#### MATERIALS PROVIDED:
______
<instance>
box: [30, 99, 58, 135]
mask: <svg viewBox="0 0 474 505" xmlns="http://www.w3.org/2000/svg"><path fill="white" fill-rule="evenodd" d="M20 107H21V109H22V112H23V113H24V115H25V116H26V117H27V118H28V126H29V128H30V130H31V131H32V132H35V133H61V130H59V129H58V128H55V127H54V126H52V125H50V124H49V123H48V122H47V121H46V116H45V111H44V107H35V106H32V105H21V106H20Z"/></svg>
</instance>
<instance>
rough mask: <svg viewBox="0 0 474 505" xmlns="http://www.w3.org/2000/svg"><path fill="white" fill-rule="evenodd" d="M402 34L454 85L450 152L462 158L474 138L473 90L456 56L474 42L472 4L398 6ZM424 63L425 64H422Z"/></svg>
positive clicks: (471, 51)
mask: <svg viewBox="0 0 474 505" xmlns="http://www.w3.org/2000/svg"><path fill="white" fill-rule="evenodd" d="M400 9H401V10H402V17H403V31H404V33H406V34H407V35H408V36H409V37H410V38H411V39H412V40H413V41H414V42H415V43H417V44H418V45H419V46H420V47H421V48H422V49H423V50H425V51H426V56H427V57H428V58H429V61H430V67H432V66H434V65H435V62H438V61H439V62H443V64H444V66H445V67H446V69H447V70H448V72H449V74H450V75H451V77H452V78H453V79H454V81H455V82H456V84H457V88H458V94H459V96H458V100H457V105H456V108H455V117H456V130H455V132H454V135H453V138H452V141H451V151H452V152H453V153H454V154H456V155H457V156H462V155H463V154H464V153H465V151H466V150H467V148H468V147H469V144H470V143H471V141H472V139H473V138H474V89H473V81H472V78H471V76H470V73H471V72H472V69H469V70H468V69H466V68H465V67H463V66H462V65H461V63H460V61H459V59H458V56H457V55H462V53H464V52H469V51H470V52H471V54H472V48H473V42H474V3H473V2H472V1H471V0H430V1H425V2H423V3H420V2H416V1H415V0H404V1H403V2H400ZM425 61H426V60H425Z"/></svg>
______
Word for word, return each of the entries.

#### RESPONSE BOX:
<instance>
box: [30, 99, 58, 135]
mask: <svg viewBox="0 0 474 505" xmlns="http://www.w3.org/2000/svg"><path fill="white" fill-rule="evenodd" d="M20 107H21V109H22V112H23V113H24V115H25V116H26V117H27V118H28V126H29V128H30V130H31V131H32V132H35V133H61V130H59V129H58V128H55V127H54V126H52V125H50V124H49V123H48V122H47V121H46V116H45V111H44V107H35V106H32V105H21V106H20Z"/></svg>
</instance>
<instance>
rough mask: <svg viewBox="0 0 474 505" xmlns="http://www.w3.org/2000/svg"><path fill="white" fill-rule="evenodd" d="M402 34L454 85L450 152L462 158L474 138L473 90L456 56L474 42L472 4L398 6ZM424 63L425 64H422Z"/></svg>
positive clicks: (471, 51)
mask: <svg viewBox="0 0 474 505" xmlns="http://www.w3.org/2000/svg"><path fill="white" fill-rule="evenodd" d="M400 9H401V10H402V17H403V31H404V33H406V34H407V35H408V36H409V37H410V38H411V39H412V40H413V41H414V42H415V43H417V44H418V45H419V46H420V47H421V48H422V49H423V50H425V51H426V56H427V57H428V58H429V61H430V67H432V66H434V65H435V62H438V61H439V62H443V64H444V66H445V67H446V69H447V70H448V72H449V74H450V75H451V77H452V78H453V79H454V81H455V82H456V84H457V88H458V94H459V96H458V100H457V105H456V108H455V117H456V130H455V132H454V135H453V138H452V141H451V151H452V152H453V153H454V154H456V155H457V156H462V155H463V154H464V153H465V151H466V150H467V148H468V147H469V144H470V143H471V141H472V139H473V138H474V89H473V81H472V78H471V76H470V73H471V72H472V69H469V70H468V69H466V68H465V67H463V66H462V65H461V63H460V61H459V59H458V56H457V55H462V53H464V52H469V51H470V52H471V54H472V48H473V42H474V3H473V2H472V1H471V0H430V1H425V2H423V3H420V2H416V1H415V0H404V1H403V2H400ZM425 61H426V60H425Z"/></svg>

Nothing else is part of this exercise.